- [Exercise prompt]
Repeat the material exactly, leaving nothing out.
[Start of Given data]
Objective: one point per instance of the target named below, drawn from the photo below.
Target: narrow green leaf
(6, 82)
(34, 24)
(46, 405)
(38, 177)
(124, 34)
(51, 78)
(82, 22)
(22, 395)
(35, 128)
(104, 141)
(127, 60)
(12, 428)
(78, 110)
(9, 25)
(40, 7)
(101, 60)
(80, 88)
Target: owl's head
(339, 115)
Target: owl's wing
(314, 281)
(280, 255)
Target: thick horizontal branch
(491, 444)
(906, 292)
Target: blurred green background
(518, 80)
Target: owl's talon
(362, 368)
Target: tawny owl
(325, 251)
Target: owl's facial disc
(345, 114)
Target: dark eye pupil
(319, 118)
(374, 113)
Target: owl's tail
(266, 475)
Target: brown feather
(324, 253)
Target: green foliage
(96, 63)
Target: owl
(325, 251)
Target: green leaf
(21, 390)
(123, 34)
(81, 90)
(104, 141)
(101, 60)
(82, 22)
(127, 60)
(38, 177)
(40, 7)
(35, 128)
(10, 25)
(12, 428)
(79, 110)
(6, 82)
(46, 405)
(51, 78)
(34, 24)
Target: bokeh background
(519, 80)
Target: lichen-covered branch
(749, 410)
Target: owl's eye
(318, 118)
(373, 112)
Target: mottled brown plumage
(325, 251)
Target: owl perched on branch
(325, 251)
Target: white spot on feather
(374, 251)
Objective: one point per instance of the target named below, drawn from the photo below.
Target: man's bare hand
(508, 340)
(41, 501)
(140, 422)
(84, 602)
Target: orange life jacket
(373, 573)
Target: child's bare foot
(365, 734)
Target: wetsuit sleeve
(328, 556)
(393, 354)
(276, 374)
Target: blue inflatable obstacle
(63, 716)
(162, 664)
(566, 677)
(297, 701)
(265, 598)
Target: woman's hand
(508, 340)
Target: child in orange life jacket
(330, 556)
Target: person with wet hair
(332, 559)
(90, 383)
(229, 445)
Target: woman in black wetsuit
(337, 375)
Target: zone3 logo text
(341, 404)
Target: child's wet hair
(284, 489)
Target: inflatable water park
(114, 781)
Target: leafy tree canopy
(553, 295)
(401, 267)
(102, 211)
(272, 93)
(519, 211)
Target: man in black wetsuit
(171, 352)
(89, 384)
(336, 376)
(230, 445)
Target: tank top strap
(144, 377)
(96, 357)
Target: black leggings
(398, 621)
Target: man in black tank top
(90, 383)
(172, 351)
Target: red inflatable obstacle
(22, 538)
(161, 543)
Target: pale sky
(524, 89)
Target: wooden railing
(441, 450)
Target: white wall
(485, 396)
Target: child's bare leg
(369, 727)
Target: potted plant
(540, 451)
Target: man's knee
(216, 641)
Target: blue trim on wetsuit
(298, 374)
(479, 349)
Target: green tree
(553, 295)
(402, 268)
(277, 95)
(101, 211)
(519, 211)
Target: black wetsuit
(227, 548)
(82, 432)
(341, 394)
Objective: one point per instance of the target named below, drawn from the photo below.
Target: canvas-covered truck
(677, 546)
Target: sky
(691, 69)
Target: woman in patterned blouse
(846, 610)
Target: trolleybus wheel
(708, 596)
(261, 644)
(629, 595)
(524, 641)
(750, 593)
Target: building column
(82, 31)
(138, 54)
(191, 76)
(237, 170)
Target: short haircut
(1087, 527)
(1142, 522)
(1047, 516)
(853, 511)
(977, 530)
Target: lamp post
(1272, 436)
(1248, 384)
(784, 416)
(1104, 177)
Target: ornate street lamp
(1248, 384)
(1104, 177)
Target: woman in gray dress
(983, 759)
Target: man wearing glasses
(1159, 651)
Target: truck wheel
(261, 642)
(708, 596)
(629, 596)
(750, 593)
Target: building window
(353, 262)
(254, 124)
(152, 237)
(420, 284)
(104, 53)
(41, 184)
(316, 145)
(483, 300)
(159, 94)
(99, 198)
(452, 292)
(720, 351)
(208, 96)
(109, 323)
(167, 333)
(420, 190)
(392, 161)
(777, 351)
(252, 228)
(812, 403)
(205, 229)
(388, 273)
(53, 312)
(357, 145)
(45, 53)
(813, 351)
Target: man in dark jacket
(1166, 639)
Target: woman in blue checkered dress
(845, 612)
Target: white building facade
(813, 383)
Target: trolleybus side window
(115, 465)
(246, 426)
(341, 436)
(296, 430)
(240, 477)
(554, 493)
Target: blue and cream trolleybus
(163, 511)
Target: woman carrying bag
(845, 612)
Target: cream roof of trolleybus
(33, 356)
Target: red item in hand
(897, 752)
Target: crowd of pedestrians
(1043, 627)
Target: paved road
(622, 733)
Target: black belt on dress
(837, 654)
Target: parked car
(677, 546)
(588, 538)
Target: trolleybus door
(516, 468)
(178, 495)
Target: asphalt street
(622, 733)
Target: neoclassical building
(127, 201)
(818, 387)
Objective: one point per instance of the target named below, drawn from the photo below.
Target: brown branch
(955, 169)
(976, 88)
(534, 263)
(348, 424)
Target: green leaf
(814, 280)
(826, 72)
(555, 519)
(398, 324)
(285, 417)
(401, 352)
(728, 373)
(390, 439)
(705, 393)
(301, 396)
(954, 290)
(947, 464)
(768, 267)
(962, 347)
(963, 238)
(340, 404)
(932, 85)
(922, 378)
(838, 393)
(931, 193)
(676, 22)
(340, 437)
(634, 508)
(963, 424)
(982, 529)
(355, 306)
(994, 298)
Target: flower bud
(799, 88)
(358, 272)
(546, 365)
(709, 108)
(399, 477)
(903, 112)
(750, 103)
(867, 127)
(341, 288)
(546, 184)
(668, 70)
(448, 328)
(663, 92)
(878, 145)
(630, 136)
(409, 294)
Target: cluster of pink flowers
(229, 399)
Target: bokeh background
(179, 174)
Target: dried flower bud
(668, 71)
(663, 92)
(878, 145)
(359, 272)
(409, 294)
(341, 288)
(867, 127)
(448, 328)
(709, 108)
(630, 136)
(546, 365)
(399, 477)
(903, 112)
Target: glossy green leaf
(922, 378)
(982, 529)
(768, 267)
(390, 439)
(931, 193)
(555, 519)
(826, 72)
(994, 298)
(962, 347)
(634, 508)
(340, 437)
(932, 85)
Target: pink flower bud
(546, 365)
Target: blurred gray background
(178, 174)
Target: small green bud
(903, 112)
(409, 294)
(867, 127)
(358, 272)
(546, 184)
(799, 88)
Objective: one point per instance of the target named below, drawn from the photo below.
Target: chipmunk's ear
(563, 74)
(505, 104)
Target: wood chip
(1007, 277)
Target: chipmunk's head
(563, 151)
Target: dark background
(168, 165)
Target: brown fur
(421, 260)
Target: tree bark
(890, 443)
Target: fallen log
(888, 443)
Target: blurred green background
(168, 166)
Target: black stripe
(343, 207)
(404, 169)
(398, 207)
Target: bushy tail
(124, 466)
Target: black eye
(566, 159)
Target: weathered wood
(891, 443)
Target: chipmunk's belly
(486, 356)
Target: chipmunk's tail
[End of Given data]
- [Response for this exercise]
Objective: one point per instance of the target named below, drawn from the photo below.
Target: narrow green leaf
(6, 82)
(34, 24)
(46, 405)
(38, 177)
(124, 34)
(51, 78)
(82, 22)
(22, 395)
(35, 128)
(104, 141)
(127, 60)
(12, 428)
(78, 110)
(9, 25)
(40, 7)
(101, 60)
(80, 88)
Target: owl's head
(339, 115)
Target: owl's wing
(314, 281)
(280, 255)
Target: thick horizontal branch
(491, 444)
(906, 292)
Target: blurred green background
(518, 80)
Target: owl's talon
(362, 368)
Target: tawny owl
(325, 251)
Target: owl's facial disc
(345, 114)
Target: dark eye pupil
(319, 118)
(374, 113)
Target: owl's tail
(266, 475)
Target: brown feather
(324, 253)
Target: green foliage
(96, 63)
Target: owl
(325, 251)
Target: green leaf
(21, 390)
(123, 34)
(81, 90)
(104, 141)
(101, 60)
(82, 22)
(127, 60)
(38, 177)
(40, 7)
(35, 128)
(10, 25)
(12, 428)
(79, 110)
(6, 82)
(46, 405)
(51, 78)
(34, 24)
Target: bokeh background
(519, 80)
Target: lichen-covered branch
(749, 410)
Target: owl's eye
(318, 118)
(373, 112)
Target: mottled brown plumage
(325, 251)
Target: owl perched on branch
(325, 251)
Target: white spot on feather
(374, 251)
Objective: one point per instance of the target named below, drawn from the photo below.
Target: man's bare hand
(508, 340)
(41, 501)
(140, 422)
(84, 602)
Target: orange life jacket
(373, 573)
Target: child's bare foot
(365, 734)
Target: wetsuit sleeve
(328, 556)
(393, 354)
(276, 374)
Target: blue inflatable obstacle
(63, 716)
(162, 664)
(566, 677)
(297, 701)
(265, 598)
Target: woman's hand
(508, 340)
Target: child in orange life jacket
(330, 556)
Target: person with wet hair
(332, 559)
(90, 383)
(229, 445)
Target: woman in black wetsuit
(337, 375)
Target: zone3 logo text
(341, 404)
Target: child's wet hair
(284, 489)
Target: inflatable water park
(114, 781)
Target: leafy tree canopy
(553, 295)
(401, 267)
(102, 211)
(272, 93)
(519, 211)
Target: man in black wetsuit
(171, 352)
(89, 384)
(336, 376)
(230, 445)
Target: tank top strap
(144, 377)
(96, 357)
Target: black leggings
(398, 621)
Target: man in black tank top
(90, 383)
(172, 351)
Target: red inflatable obstacle
(22, 538)
(161, 543)
Target: pale sky
(524, 89)
Target: wooden railing
(441, 450)
Target: white wall
(485, 396)
Target: child's bare leg
(369, 727)
Target: potted plant
(540, 451)
Target: man's knee
(216, 641)
Target: blue trim on wetsuit
(298, 374)
(479, 349)
Target: green tree
(553, 295)
(402, 268)
(277, 95)
(101, 211)
(519, 211)
Target: black wetsuit
(227, 548)
(82, 432)
(341, 394)
Objective: one point per instance of the target named below, drawn from the photo below.
Target: canvas-covered truck
(677, 546)
Target: sky
(691, 69)
Target: woman in patterned blouse
(846, 610)
Target: trolleybus wheel
(708, 596)
(261, 644)
(629, 595)
(524, 641)
(750, 593)
Target: building column
(82, 31)
(138, 54)
(191, 76)
(237, 170)
Target: short haircut
(1087, 527)
(1142, 522)
(1047, 516)
(853, 511)
(977, 530)
Target: lamp post
(1272, 436)
(1248, 384)
(784, 416)
(1104, 177)
Target: ornate street lamp
(1248, 384)
(1104, 177)
Target: woman in gray dress
(983, 759)
Target: man wearing glasses
(1159, 651)
Target: truck wheel
(261, 642)
(708, 596)
(629, 596)
(750, 593)
Target: building window
(353, 262)
(254, 124)
(152, 237)
(420, 284)
(104, 53)
(41, 184)
(316, 145)
(483, 300)
(159, 94)
(99, 198)
(452, 292)
(720, 351)
(208, 96)
(109, 323)
(167, 333)
(420, 190)
(392, 161)
(777, 351)
(252, 228)
(812, 403)
(205, 229)
(388, 273)
(53, 312)
(357, 145)
(45, 53)
(813, 351)
Target: man in dark jacket
(1166, 639)
Target: woman in blue checkered dress
(845, 612)
Target: white building facade
(813, 383)
Target: trolleybus side window
(115, 465)
(246, 426)
(341, 436)
(296, 430)
(240, 477)
(554, 493)
Target: blue and cream trolleybus
(163, 511)
Target: woman carrying bag
(845, 612)
Target: cream roof of trolleybus
(33, 356)
Target: red item in hand
(897, 752)
Target: crowd of pedestrians
(1043, 627)
Target: paved road
(622, 733)
Target: black belt on dress
(837, 654)
Target: parked car
(677, 546)
(588, 538)
Target: trolleybus door
(516, 468)
(178, 495)
Target: asphalt street
(622, 733)
Target: neoclassical building
(127, 201)
(818, 387)
Objective: one point per instance of the target named below, drawn from the photo below.
Target: brown branch
(955, 169)
(976, 88)
(534, 263)
(348, 424)
Target: green leaf
(814, 280)
(826, 72)
(555, 519)
(398, 324)
(285, 417)
(401, 352)
(728, 373)
(390, 439)
(705, 393)
(301, 396)
(954, 290)
(947, 464)
(768, 267)
(962, 347)
(963, 238)
(340, 404)
(932, 85)
(922, 378)
(838, 393)
(931, 193)
(676, 22)
(340, 437)
(634, 508)
(963, 424)
(982, 529)
(355, 306)
(994, 298)
Target: flower bud
(799, 88)
(358, 272)
(546, 365)
(709, 108)
(399, 477)
(903, 112)
(750, 103)
(867, 127)
(341, 288)
(546, 184)
(668, 70)
(448, 328)
(663, 92)
(878, 145)
(630, 136)
(409, 294)
Target: cluster of pink flowers
(229, 399)
Target: bokeh background
(179, 174)
Target: dried flower bud
(668, 71)
(663, 92)
(878, 145)
(359, 272)
(409, 294)
(341, 288)
(867, 127)
(448, 328)
(709, 108)
(630, 136)
(546, 365)
(399, 477)
(903, 112)
Target: glossy green leaf
(922, 378)
(982, 529)
(768, 267)
(390, 439)
(931, 193)
(555, 519)
(826, 72)
(994, 298)
(962, 347)
(634, 508)
(340, 437)
(932, 85)
Target: pink flower bud
(546, 365)
Target: blurred gray background
(178, 174)
Target: small green bud
(903, 112)
(409, 294)
(867, 127)
(358, 272)
(546, 184)
(799, 88)
Objective: one point per instance of the target named below, drawn from the photo below.
Target: chipmunk's ear
(563, 74)
(505, 104)
Target: wood chip
(1007, 277)
Target: chipmunk's head
(563, 151)
Target: dark background
(168, 165)
Target: brown fur
(421, 260)
Target: tree bark
(890, 443)
Target: fallen log
(888, 443)
Target: blurred green background
(168, 166)
Target: black stripe
(343, 207)
(404, 169)
(398, 207)
Target: bushy tail
(124, 466)
Target: black eye
(566, 159)
Target: weathered wood
(891, 443)
Target: chipmunk's belly
(486, 356)
Target: chipmunk's tail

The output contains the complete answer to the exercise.